SOURCE TEXT:
Friday, March 21, 2008

Keeping Score

Driven by a fascination with how data can be represented visually, a fellow by the name of Alex Reisner has spent a lot of time studying score sheets. He has over a dozen available -- including some originals -- for study, download, and use on his site. I'm not much of a scoring guy -- I tend to concentrate more on beer acquisition, consumption, and processing while at the ballpark -- but I know many of you are. If so, definitely check out Alex's work. He has some neat statistical research tools as well, though I'll admit they're lost on a Luddite like me.

More up my alley are his road trip pages. I'm a road trip freak myself, even if having small children at home has put off my driving pursuits for a few years. When time permits, I find myself obsessively reading other people's online road trip stories. Some are good, some are bad, but almost all are interesting on some level. I found Alex's particularly enjoyable because, unlike so many, he doesn't feel the need to document every single diner, gas station, and rest area on the road, which can quickly becomes tedious. Instead, he focuses on the major themes and emotions which serious road-trippers will easily recognize, and augments them with some excellent photography and even audio.

STATED EXERCISE: Carry on the blog post about Alex Reisner's score sheets and road trip pages, starting after its last sentence.

(Records from a data collection)
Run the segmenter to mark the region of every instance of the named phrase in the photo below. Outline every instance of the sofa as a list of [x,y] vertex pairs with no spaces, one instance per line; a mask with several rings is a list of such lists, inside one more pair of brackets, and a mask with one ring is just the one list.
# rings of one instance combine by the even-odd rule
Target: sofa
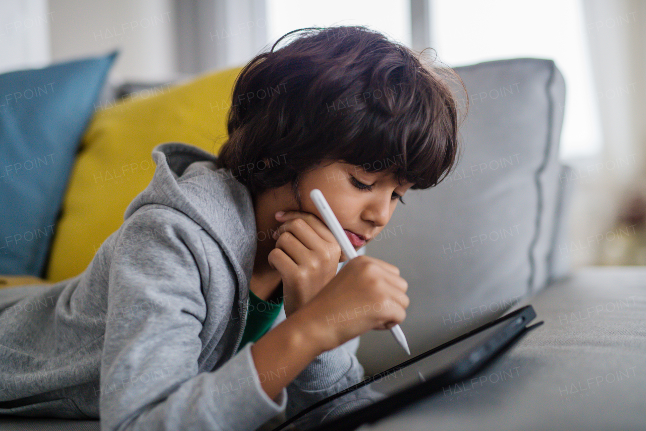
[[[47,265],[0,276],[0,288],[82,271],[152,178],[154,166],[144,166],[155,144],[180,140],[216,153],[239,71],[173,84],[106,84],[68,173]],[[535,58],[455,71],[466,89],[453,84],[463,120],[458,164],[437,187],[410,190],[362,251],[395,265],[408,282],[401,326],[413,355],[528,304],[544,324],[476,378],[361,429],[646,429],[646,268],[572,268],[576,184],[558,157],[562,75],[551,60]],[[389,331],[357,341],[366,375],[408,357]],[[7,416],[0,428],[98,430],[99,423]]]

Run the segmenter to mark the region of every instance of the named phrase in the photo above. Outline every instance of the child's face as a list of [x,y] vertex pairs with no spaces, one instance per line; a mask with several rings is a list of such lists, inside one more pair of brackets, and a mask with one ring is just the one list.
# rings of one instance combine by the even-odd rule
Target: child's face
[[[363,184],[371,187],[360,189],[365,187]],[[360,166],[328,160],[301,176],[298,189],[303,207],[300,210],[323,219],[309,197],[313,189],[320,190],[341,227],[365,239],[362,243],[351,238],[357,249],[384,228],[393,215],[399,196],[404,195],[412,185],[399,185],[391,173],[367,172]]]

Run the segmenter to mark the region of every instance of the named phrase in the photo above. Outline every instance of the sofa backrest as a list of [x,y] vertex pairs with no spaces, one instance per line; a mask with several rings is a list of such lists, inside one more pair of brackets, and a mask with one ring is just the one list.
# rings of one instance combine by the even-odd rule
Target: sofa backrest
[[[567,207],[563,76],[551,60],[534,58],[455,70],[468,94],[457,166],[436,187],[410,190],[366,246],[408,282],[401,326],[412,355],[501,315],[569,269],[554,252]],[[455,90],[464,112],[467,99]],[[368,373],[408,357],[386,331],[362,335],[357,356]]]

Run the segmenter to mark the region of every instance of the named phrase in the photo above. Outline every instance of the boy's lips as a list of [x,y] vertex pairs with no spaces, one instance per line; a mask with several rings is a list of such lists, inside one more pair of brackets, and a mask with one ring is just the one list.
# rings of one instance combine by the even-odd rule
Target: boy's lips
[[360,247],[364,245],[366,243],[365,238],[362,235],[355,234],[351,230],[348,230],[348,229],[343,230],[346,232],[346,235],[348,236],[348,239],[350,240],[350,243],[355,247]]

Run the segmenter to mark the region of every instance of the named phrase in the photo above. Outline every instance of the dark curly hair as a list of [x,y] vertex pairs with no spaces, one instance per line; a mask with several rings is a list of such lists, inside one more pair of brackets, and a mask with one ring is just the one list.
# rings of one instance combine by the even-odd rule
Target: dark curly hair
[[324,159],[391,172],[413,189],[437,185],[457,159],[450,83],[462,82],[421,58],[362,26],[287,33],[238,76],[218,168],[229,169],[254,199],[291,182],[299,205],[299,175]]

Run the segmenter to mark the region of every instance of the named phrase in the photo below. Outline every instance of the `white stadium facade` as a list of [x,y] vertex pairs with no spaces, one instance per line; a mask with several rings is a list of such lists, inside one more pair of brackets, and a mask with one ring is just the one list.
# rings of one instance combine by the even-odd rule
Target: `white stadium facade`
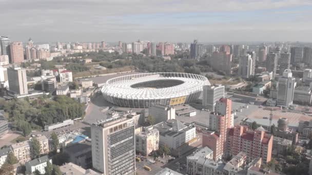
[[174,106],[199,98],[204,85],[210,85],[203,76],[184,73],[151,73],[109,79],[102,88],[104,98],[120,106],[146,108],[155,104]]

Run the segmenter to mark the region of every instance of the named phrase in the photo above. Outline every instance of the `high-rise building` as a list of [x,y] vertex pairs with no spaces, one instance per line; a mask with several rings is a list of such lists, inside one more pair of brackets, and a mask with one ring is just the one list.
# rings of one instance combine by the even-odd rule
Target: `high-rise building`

EXERCISE ANSWER:
Go there. Waste some time. You'll enjoy yourself.

1 comment:

melodyjbf said...

Thanks for this-- fantastic road trip photos and thoughts. Beautiful. I'm planning a road trip this summer, so it was both enjoyable and useful.

The stats pages were also great. He actually doesn't do a great job of explaining what Z-scores are, which is too bad because the better you understand them, the more clearly you can see how truly outstanding some of those top seasons were.

Here's my attempt: standard deviations (SD) are like markers tell you how far from the average this person/score/number is. They always work the same way (in a normal distribution)-- 68% of the population is within one SD in either direction of the mean. 34% below, 34% above. If you go 2 SDs from the mean, add an additional 14% on either side. So now 96% of the population is included, 48% on either side of the mean. When you get up to 3 SDs from the mean, you're including about 99.99% of the population. Z-scores tell you where in this range someone falls. (Note: this is easier to understand pictorially, I think.)

SO... if a player's Home Run Z-score is +2.00, he's 2 SDs above the mean. That means he had more HRs than 98% of players that year. That's why some of the numbers are so amazing. A +5 Z-score!? Wow! I don't know...maybe I have to be a stat geek to appreciate it :)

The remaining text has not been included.